**ACTION ITEM:**
Wherever the listing has a line with the string "prompts", copy that line out.

============

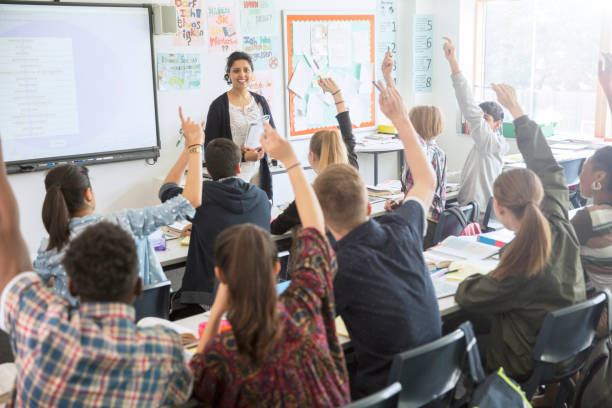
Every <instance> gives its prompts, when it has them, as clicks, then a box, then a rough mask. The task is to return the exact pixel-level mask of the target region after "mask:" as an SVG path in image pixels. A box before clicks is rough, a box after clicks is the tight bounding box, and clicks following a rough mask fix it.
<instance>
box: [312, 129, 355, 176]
mask: <svg viewBox="0 0 612 408" xmlns="http://www.w3.org/2000/svg"><path fill="white" fill-rule="evenodd" d="M310 151H311V152H313V153H314V154H316V155H317V156H318V157H319V173H320V172H322V171H323V170H324V169H325V167H327V166H329V165H330V164H348V154H347V151H346V146H345V145H344V141H343V140H342V137H341V136H340V133H339V132H338V131H337V130H335V129H334V130H320V131H318V132H316V133H315V134H314V135H312V138H310Z"/></svg>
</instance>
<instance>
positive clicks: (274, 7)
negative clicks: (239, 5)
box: [240, 0, 276, 36]
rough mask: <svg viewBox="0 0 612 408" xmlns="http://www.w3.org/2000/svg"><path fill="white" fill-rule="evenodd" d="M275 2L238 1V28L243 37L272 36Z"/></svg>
mask: <svg viewBox="0 0 612 408" xmlns="http://www.w3.org/2000/svg"><path fill="white" fill-rule="evenodd" d="M275 9H276V0H240V27H241V29H242V34H243V35H251V36H255V35H262V36H263V35H268V36H270V35H274V34H276V19H274V18H273V16H274V10H275Z"/></svg>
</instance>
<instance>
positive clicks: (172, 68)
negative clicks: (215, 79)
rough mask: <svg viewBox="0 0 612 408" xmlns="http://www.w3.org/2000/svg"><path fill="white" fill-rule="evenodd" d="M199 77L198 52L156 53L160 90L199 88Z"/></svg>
mask: <svg viewBox="0 0 612 408" xmlns="http://www.w3.org/2000/svg"><path fill="white" fill-rule="evenodd" d="M201 78H202V67H201V64H200V54H157V83H158V88H159V90H160V91H175V90H180V89H194V88H199V87H200V84H201Z"/></svg>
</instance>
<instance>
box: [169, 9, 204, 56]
mask: <svg viewBox="0 0 612 408" xmlns="http://www.w3.org/2000/svg"><path fill="white" fill-rule="evenodd" d="M174 5H175V6H176V36H175V37H174V45H178V46H184V47H188V46H202V45H204V12H203V3H202V0H175V1H174Z"/></svg>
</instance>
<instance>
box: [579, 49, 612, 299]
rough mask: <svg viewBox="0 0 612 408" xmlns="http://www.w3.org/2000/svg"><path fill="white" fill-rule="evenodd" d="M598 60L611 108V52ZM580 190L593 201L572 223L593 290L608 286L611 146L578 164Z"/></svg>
mask: <svg viewBox="0 0 612 408" xmlns="http://www.w3.org/2000/svg"><path fill="white" fill-rule="evenodd" d="M604 57H605V58H606V60H607V61H606V66H605V67H604V65H603V64H602V63H601V62H600V65H599V81H600V83H601V86H602V88H603V89H604V91H605V93H606V95H607V97H608V104H609V107H610V112H612V54H604ZM580 194H581V195H582V196H583V197H585V198H592V199H593V205H590V206H588V207H585V208H583V209H581V210H580V211H578V212H577V213H576V215H575V216H574V218H573V219H572V225H573V226H574V229H575V230H576V235H578V240H579V241H580V245H581V249H580V254H581V255H582V264H583V266H584V267H585V269H586V272H587V276H588V277H589V279H590V280H591V282H592V283H593V286H594V287H595V289H596V290H597V291H601V290H603V289H609V290H612V146H604V147H602V148H600V149H599V150H597V152H595V154H594V155H593V156H592V157H590V158H589V159H588V160H587V161H586V162H585V163H584V165H583V166H582V172H581V173H580Z"/></svg>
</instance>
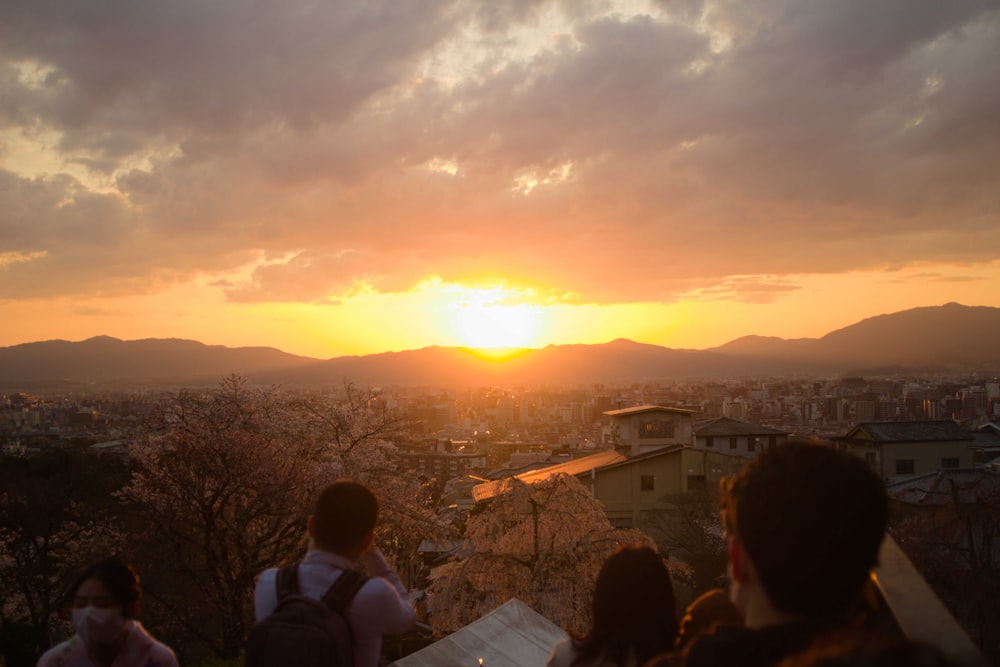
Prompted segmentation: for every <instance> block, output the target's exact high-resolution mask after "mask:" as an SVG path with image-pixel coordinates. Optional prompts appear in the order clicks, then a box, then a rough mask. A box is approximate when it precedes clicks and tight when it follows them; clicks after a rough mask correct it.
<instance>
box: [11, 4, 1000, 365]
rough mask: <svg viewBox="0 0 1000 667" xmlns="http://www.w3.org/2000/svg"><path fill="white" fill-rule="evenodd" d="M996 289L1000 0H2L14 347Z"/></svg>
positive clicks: (876, 299)
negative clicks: (461, 0) (96, 337)
mask: <svg viewBox="0 0 1000 667" xmlns="http://www.w3.org/2000/svg"><path fill="white" fill-rule="evenodd" d="M952 301H955V302H959V303H963V304H965V305H980V306H993V307H1000V2H998V0H949V1H948V2H940V1H939V0H796V1H795V2H787V1H777V0H773V1H772V0H662V1H655V0H649V1H642V2H639V1H624V0H623V1H620V2H610V1H600V0H510V1H507V2H497V0H481V1H480V0H462V1H459V0H451V1H449V0H365V1H364V2H361V1H359V0H355V1H345V2H330V1H329V0H283V2H280V3H279V2H256V1H242V2H241V1H236V0H208V1H206V0H171V1H170V2H135V1H134V0H105V1H102V2H94V1H90V2H81V1H80V0H30V1H29V0H24V1H21V0H15V1H13V2H3V3H0V312H3V318H2V320H0V322H2V324H0V346H9V345H16V344H20V343H25V342H32V341H40V340H51V339H64V340H82V339H85V338H89V337H91V336H96V335H109V336H114V337H117V338H122V339H125V340H133V339H140V338H186V339H193V340H199V341H201V342H203V343H207V344H213V345H227V346H233V347H236V346H246V345H254V346H258V345H263V346H271V347H276V348H278V349H281V350H284V351H286V352H291V353H295V354H301V355H306V356H311V357H317V358H329V357H335V356H343V355H355V354H370V353H377V352H383V351H394V350H406V349H417V348H422V347H427V346H431V345H443V346H456V345H460V346H473V347H544V346H546V345H549V344H567V343H591V344H592V343H603V342H608V341H611V340H614V339H616V338H628V339H631V340H636V341H640V342H645V343H652V344H656V345H663V346H667V347H673V348H691V349H706V348H709V347H713V346H716V345H721V344H723V343H725V342H728V341H730V340H733V339H735V338H739V337H740V336H744V335H751V334H752V335H763V336H779V337H782V338H803V337H810V338H815V337H820V336H823V335H824V334H826V333H829V332H830V331H834V330H836V329H839V328H842V327H845V326H848V325H850V324H853V323H855V322H857V321H860V320H862V319H864V318H867V317H872V316H876V315H879V314H883V313H892V312H897V311H901V310H906V309H909V308H914V307H920V306H934V305H941V304H944V303H947V302H952Z"/></svg>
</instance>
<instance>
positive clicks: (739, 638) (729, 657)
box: [646, 623, 822, 667]
mask: <svg viewBox="0 0 1000 667" xmlns="http://www.w3.org/2000/svg"><path fill="white" fill-rule="evenodd" d="M821 629H822V628H821V627H819V626H817V625H816V624H815V623H787V624H784V625H771V626H767V627H764V628H759V629H756V630H752V629H750V628H737V627H726V626H720V627H718V628H716V630H715V631H714V632H710V633H706V634H703V635H700V636H698V637H696V638H695V639H694V641H692V642H691V643H690V644H689V645H688V647H687V649H686V650H685V651H684V652H682V653H673V654H670V655H665V656H662V657H660V658H656V659H654V660H653V661H652V662H649V663H647V665H646V667H717V666H718V665H725V666H726V667H774V666H775V665H777V664H778V663H780V662H781V661H782V660H784V659H785V658H786V657H788V656H789V655H792V654H793V653H798V652H799V651H802V650H804V649H806V648H808V647H809V645H810V644H812V642H813V640H814V639H815V638H816V637H817V636H818V634H819V632H820V631H821Z"/></svg>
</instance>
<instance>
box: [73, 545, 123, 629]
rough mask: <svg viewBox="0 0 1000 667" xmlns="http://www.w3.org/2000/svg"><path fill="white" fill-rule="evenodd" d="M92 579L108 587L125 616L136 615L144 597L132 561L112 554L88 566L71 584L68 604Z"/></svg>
mask: <svg viewBox="0 0 1000 667" xmlns="http://www.w3.org/2000/svg"><path fill="white" fill-rule="evenodd" d="M90 579H96V580H97V581H99V582H101V584H103V586H104V587H105V588H107V589H108V592H109V593H111V597H112V598H114V601H115V602H116V603H117V604H118V606H119V607H121V610H122V616H124V617H125V618H133V617H134V616H135V614H136V611H137V610H138V607H139V600H140V598H141V597H142V589H141V588H140V586H139V575H138V574H136V571H135V569H134V568H133V567H132V565H131V564H130V563H128V562H127V561H125V560H123V559H121V558H118V557H115V556H112V557H111V558H106V559H104V560H102V561H100V562H97V563H93V564H92V565H89V566H87V568H86V569H85V570H84V571H83V572H81V573H80V575H79V576H78V577H77V578H76V581H74V582H73V585H72V586H70V589H69V591H68V592H67V595H66V604H67V606H72V604H73V600H74V598H75V597H76V593H77V591H78V590H79V589H80V586H82V585H83V583H84V582H85V581H89V580H90Z"/></svg>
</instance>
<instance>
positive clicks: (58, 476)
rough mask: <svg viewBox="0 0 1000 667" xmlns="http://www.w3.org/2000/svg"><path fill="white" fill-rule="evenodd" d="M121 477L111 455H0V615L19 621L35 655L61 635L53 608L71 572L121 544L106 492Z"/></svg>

============

**RESPONSE BELOW:**
Every <instance> gives its prompts, when it has them, as clicks, then a box, then a rough mask. The task is to return the exact pixel-level mask of the target region after "mask:" as an SVG path in image pixels. A box before clicks is rough, a box after clicks is the tight bounding box, and clicks following a rough mask fix it.
Prompted segmentation: for every <instance> block, output the target's exact high-resolution mask after "mask:" as an SVG path with image-pixel coordinates. Optional prompts appear in the order clicks, then a box, then a rough mask. A box is approximate when it precedes clicks and tight when it follows them; clicks after a rough mask correct it.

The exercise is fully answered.